▶ **Task**: Write out, unchanged, the records starting with the line that contains "--target siding panel" and going on through the line that contains "51 67 L 52 67", both included.
======== The input ========
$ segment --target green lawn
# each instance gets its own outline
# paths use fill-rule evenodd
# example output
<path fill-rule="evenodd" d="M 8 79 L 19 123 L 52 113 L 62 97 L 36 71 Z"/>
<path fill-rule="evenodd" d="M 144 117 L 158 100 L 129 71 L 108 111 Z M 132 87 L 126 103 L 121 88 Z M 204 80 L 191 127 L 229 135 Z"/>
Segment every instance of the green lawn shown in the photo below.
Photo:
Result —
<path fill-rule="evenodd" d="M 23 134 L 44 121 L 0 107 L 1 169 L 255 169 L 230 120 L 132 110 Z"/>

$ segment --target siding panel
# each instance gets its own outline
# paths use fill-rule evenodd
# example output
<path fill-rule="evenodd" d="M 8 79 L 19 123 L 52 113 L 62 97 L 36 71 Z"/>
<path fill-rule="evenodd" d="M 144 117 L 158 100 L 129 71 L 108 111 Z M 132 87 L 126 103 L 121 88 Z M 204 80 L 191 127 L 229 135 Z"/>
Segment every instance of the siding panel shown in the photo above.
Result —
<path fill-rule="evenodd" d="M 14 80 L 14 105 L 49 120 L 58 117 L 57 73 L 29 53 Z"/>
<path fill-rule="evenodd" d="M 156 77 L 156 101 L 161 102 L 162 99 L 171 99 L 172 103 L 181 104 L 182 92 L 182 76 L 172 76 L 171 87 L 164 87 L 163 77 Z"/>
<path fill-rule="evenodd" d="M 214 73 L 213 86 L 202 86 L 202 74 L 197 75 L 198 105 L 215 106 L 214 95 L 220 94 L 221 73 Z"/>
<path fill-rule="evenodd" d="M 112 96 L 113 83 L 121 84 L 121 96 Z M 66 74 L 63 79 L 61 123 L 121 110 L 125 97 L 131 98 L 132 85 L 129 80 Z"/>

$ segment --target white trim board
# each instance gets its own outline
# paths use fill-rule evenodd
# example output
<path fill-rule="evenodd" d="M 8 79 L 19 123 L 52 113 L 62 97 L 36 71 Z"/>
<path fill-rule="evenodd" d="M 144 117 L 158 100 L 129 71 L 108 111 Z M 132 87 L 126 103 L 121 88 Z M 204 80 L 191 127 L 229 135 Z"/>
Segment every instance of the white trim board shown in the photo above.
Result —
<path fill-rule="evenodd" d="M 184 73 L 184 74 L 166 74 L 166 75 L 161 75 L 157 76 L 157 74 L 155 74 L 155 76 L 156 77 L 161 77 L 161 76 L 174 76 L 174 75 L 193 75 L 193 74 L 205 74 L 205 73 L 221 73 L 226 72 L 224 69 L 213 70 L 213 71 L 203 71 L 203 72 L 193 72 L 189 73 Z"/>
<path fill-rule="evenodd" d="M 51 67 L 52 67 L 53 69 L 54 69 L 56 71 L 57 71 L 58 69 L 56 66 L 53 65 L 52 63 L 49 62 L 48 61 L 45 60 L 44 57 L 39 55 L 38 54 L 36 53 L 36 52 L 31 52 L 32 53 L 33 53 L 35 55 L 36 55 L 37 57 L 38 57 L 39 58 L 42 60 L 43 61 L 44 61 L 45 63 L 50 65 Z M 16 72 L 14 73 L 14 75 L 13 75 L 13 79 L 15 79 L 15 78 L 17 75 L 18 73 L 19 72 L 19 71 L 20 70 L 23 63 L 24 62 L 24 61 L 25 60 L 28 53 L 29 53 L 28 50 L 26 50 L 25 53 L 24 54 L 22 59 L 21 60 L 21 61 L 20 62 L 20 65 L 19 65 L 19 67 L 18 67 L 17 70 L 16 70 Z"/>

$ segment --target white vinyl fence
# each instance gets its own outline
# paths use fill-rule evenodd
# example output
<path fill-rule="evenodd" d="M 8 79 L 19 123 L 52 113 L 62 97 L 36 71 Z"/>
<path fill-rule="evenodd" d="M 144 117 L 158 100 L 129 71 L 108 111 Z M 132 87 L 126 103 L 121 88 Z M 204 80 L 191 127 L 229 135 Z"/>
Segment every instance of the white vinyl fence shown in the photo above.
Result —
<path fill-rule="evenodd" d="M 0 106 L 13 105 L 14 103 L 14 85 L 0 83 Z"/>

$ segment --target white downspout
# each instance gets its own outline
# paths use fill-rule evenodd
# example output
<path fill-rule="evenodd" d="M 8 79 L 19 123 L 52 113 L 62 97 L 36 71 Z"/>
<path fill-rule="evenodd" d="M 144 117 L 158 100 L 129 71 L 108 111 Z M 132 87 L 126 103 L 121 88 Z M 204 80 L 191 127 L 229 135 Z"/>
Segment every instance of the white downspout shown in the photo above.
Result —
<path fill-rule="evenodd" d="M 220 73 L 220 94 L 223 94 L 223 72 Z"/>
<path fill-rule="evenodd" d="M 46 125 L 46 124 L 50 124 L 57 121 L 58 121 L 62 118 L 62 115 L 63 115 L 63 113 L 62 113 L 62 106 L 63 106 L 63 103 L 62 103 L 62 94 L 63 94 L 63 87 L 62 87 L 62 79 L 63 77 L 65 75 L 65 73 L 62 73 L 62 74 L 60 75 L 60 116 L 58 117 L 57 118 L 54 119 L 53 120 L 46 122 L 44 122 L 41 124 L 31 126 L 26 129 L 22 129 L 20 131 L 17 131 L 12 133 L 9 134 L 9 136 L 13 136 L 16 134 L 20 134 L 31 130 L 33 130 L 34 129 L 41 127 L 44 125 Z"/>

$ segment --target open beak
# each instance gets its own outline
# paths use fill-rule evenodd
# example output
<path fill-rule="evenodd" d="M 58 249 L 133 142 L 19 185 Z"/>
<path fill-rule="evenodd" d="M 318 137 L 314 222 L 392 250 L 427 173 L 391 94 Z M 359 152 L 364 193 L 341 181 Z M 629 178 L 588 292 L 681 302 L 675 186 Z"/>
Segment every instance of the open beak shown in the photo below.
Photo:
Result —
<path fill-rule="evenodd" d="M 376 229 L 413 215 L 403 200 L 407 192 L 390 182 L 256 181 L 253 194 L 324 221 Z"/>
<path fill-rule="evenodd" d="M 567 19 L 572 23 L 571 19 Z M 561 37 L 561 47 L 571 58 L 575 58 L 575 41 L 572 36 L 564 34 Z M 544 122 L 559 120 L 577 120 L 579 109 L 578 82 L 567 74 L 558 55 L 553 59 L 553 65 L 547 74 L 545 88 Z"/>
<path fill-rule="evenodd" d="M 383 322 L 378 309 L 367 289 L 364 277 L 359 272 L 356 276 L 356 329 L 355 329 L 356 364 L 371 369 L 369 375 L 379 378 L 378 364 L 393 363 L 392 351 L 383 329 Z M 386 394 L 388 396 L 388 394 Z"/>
========
▶ **Right answer**:
$ segment --target siding panel
# each instance gets its own outline
# paths use fill-rule evenodd
# example output
<path fill-rule="evenodd" d="M 8 79 L 19 123 L 52 113 L 62 97 L 36 71 Z"/>
<path fill-rule="evenodd" d="M 144 117 L 158 100 L 129 71 L 108 111 Z M 132 87 L 126 103 L 121 88 Z M 204 80 L 191 127 L 229 135 Z"/>
Segment every instance of the siding panel shown in the photo above.
Result —
<path fill-rule="evenodd" d="M 14 80 L 14 105 L 49 120 L 58 117 L 57 73 L 29 53 Z"/>
<path fill-rule="evenodd" d="M 156 77 L 156 101 L 161 102 L 162 99 L 171 99 L 172 103 L 181 104 L 182 92 L 182 76 L 172 76 L 171 87 L 164 87 L 163 77 Z"/>
<path fill-rule="evenodd" d="M 214 73 L 213 86 L 202 86 L 202 74 L 197 75 L 198 105 L 215 106 L 214 95 L 220 94 L 221 73 Z"/>
<path fill-rule="evenodd" d="M 112 96 L 113 83 L 121 84 L 121 96 Z M 66 74 L 63 79 L 61 123 L 121 110 L 125 97 L 131 98 L 132 85 L 129 80 Z"/>

$ segment --target white trim board
# each instance gets its own outline
# paths use fill-rule evenodd
# example output
<path fill-rule="evenodd" d="M 8 79 L 19 123 L 52 113 L 62 97 L 36 71 Z"/>
<path fill-rule="evenodd" d="M 144 117 L 158 100 L 129 71 L 108 111 Z M 132 87 L 126 103 L 121 88 Z M 204 80 L 191 127 L 229 135 Z"/>
Segment every instance of the white trim board shown in the photo above.
Result —
<path fill-rule="evenodd" d="M 184 73 L 184 74 L 166 74 L 166 75 L 161 75 L 157 76 L 157 74 L 155 74 L 155 76 L 156 77 L 161 77 L 161 76 L 174 76 L 174 75 L 193 75 L 193 74 L 205 74 L 205 73 L 221 73 L 226 72 L 224 69 L 213 70 L 213 71 L 203 71 L 203 72 L 193 72 L 189 73 Z"/>
<path fill-rule="evenodd" d="M 51 67 L 52 67 L 53 69 L 54 69 L 56 71 L 57 71 L 58 69 L 56 66 L 53 65 L 52 63 L 49 62 L 48 61 L 45 60 L 44 57 L 39 55 L 38 54 L 36 53 L 36 52 L 31 52 L 32 53 L 33 53 L 35 55 L 36 55 L 37 57 L 38 57 L 39 58 L 42 60 L 43 61 L 44 61 L 45 63 L 50 65 Z M 16 72 L 14 73 L 14 75 L 13 75 L 13 79 L 15 79 L 15 78 L 17 75 L 18 73 L 19 72 L 19 71 L 20 70 L 23 63 L 24 62 L 24 61 L 25 60 L 28 53 L 29 53 L 28 50 L 26 50 L 25 53 L 24 54 L 22 59 L 21 60 L 21 61 L 20 62 L 20 65 L 19 65 L 19 67 L 18 67 L 17 70 L 16 70 Z"/>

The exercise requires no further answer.